• Prompt
Extract all the rows below and reproduce every line of them character for character.

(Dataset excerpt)
******

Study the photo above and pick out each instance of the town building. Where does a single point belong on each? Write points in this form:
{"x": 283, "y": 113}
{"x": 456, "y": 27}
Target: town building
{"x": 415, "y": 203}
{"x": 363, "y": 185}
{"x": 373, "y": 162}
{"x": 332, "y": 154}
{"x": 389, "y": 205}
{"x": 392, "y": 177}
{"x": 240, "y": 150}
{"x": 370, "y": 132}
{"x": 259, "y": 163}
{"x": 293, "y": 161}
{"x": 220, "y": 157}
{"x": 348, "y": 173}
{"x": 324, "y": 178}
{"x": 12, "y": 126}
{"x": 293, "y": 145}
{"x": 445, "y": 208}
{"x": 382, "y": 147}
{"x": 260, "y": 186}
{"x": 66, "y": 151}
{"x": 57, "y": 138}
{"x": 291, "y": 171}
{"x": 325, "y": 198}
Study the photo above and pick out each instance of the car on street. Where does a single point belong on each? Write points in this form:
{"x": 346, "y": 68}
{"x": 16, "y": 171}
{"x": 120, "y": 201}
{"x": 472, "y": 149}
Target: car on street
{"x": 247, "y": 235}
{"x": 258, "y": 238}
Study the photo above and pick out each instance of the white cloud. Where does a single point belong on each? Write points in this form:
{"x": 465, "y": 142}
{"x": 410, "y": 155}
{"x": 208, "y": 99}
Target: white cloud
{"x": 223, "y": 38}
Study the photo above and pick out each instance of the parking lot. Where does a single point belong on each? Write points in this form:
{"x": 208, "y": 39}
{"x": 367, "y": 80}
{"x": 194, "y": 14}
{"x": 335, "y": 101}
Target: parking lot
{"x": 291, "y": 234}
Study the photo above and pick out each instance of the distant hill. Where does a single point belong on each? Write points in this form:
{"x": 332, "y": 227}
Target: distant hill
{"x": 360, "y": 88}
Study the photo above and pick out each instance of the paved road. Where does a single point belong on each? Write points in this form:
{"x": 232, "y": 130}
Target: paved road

******

• Finished answer
Study the photo above and pick out each instance of the town building. Where does a single point belong on each? Write points in this form:
{"x": 283, "y": 113}
{"x": 456, "y": 27}
Target: town building
{"x": 415, "y": 203}
{"x": 363, "y": 185}
{"x": 373, "y": 162}
{"x": 332, "y": 154}
{"x": 389, "y": 205}
{"x": 392, "y": 177}
{"x": 240, "y": 150}
{"x": 370, "y": 132}
{"x": 259, "y": 163}
{"x": 293, "y": 161}
{"x": 220, "y": 157}
{"x": 348, "y": 173}
{"x": 324, "y": 178}
{"x": 12, "y": 126}
{"x": 293, "y": 145}
{"x": 445, "y": 208}
{"x": 382, "y": 147}
{"x": 260, "y": 186}
{"x": 66, "y": 151}
{"x": 57, "y": 138}
{"x": 291, "y": 171}
{"x": 325, "y": 198}
Study the photo above and pick out each instance of the car on street. Where does a single point belong on each? Write points in this form:
{"x": 346, "y": 68}
{"x": 16, "y": 171}
{"x": 120, "y": 201}
{"x": 472, "y": 149}
Target: car on street
{"x": 247, "y": 235}
{"x": 258, "y": 238}
Study the photo above and pick out each instance of the white cloud. Where does a single point belong on each? Write points in this form:
{"x": 465, "y": 142}
{"x": 410, "y": 155}
{"x": 208, "y": 99}
Target: white cloud
{"x": 223, "y": 38}
Study the photo above and pick out each instance of the parking lot. Where does a single point belong on each? Write points in this form:
{"x": 208, "y": 39}
{"x": 367, "y": 80}
{"x": 194, "y": 14}
{"x": 335, "y": 101}
Target: parking lot
{"x": 291, "y": 234}
Study the photo above and pick out each instance of the distant hill. Where does a single point belong on each? Write points in this form:
{"x": 332, "y": 227}
Target: distant hill
{"x": 360, "y": 88}
Study the photo above and pick out each instance of the paved road. Where does a single point belong on each? Write points in this form:
{"x": 232, "y": 130}
Target: paved road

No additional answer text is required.